Locate each line in the items below that contains the string "pocket", and copy those lines. The match is case-sensitive.

******

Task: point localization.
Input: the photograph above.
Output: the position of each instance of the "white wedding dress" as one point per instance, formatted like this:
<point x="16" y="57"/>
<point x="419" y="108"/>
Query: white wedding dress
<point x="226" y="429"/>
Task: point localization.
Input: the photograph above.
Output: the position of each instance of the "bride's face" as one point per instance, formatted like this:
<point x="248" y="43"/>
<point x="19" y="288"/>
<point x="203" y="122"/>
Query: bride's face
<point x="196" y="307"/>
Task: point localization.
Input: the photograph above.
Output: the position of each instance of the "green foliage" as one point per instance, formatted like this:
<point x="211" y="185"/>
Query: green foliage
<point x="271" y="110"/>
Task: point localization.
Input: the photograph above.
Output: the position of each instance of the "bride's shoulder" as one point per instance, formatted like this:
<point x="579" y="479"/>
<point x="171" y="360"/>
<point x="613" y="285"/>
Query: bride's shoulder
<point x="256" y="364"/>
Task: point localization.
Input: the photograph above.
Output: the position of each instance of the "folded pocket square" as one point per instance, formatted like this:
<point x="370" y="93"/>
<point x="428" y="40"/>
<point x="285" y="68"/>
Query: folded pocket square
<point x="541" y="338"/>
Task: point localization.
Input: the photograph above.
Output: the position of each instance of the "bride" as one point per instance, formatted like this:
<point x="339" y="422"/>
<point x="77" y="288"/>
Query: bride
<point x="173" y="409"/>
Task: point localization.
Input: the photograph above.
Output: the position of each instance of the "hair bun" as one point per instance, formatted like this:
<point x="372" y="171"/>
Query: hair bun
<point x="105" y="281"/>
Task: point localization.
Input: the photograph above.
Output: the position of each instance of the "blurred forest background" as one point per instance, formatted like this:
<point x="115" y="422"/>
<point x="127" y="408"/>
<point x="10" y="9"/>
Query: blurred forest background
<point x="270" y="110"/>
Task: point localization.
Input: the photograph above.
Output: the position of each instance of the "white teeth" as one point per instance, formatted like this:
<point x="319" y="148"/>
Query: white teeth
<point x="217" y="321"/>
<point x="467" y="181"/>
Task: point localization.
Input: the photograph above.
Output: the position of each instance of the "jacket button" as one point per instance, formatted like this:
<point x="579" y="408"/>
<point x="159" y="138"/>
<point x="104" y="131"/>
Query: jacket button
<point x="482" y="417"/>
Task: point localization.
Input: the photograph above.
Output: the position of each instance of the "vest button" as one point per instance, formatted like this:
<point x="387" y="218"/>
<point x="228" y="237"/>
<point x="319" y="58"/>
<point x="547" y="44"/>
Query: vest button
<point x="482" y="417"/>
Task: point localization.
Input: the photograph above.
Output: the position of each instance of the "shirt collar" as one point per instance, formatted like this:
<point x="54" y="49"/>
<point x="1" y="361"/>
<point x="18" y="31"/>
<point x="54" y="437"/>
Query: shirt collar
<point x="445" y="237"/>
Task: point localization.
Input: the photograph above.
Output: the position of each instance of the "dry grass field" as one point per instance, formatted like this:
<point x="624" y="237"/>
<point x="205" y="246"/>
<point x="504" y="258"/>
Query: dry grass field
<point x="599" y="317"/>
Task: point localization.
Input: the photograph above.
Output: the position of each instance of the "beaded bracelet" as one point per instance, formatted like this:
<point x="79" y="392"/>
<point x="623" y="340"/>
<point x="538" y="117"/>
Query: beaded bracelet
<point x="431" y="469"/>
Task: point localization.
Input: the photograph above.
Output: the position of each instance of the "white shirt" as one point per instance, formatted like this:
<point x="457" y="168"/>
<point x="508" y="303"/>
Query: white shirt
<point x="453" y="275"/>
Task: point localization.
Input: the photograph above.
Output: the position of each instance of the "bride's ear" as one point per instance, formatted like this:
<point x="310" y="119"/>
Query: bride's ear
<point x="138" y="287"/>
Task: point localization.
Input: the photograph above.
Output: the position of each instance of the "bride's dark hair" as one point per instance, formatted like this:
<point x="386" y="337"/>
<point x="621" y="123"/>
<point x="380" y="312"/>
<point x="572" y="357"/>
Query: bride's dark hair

******

CORRECT RESULT ▸
Output: the position of each instance of the "folded pocket square" as one point per instance, formatted like this:
Query: folded pocket square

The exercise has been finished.